Data supplied:

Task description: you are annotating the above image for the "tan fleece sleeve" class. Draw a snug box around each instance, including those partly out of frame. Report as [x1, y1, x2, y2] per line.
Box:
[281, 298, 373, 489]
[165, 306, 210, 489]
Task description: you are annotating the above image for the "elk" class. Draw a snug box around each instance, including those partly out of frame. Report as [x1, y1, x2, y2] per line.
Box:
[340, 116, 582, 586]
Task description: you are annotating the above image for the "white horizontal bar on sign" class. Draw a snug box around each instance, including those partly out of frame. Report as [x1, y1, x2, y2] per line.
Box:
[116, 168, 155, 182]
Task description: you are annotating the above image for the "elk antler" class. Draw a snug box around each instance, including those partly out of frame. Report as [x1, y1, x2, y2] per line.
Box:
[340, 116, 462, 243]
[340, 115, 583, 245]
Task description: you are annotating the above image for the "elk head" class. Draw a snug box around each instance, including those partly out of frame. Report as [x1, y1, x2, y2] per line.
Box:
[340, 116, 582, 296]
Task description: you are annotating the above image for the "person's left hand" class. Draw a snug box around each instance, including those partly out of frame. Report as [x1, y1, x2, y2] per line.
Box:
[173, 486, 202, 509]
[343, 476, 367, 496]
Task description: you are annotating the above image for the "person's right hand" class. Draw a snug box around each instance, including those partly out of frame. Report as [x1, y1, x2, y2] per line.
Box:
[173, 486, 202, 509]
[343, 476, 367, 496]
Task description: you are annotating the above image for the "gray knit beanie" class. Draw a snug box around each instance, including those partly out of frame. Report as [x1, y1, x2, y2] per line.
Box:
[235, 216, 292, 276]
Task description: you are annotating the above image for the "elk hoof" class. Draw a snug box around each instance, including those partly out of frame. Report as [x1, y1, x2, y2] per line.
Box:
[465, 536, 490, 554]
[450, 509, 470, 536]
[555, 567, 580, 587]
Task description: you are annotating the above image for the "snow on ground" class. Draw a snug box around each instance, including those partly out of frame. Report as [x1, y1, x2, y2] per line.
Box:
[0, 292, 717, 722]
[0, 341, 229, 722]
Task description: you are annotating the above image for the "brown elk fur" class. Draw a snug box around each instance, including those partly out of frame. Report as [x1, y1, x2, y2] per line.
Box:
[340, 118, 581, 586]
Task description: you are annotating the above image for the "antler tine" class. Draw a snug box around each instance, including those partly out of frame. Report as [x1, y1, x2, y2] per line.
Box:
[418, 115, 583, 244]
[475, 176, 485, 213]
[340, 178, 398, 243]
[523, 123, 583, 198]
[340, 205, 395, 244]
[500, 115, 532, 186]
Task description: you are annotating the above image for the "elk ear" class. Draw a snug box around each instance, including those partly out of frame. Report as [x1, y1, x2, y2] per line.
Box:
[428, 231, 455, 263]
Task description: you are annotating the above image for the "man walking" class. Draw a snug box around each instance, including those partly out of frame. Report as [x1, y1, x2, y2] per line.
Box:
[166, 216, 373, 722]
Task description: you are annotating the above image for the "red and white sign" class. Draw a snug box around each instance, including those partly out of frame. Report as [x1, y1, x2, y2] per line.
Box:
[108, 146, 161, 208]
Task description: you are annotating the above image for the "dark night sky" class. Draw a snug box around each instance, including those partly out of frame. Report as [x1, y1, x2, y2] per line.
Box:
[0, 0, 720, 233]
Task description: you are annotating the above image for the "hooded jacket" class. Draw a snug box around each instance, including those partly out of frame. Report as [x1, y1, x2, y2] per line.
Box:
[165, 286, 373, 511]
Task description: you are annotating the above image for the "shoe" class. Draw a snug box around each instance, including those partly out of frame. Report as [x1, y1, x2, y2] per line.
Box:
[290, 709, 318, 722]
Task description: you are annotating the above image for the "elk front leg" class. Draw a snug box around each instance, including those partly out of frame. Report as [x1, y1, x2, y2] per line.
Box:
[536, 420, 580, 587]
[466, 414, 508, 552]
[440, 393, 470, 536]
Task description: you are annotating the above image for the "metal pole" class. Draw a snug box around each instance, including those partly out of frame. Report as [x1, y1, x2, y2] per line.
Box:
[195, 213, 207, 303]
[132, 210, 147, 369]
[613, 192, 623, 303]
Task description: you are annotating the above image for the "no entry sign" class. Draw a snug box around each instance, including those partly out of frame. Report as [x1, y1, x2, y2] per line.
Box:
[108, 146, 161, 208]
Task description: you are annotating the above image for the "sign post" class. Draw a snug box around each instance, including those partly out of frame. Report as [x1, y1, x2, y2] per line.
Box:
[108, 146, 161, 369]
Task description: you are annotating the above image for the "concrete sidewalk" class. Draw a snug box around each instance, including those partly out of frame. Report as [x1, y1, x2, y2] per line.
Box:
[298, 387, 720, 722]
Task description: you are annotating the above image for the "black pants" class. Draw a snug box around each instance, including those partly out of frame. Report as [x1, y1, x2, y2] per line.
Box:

Your task:
Turn the records, from the start through the line with "[340, 116, 582, 586]", into a Markdown table with the columns Row and Line. Number each line and leave out blank lines.

Finished exercise:
| Row | Line |
|---|---|
| 1 | Task description: you are annotating the above image for the "tan fleece sleeve" class. Draw a snug box around each instance, including those partly out of frame. Report as [x1, y1, x2, y2] per line. |
| 2 | Box: |
| 3 | [281, 298, 373, 489] |
| 4 | [165, 306, 210, 489] |
| 5 | Task description: you are annotating the above image for the "elk" class. Draw a snug box around each instance, including those partly out of frame. Report as [x1, y1, x2, y2] per line. |
| 6 | Box: |
| 7 | [340, 116, 582, 586] |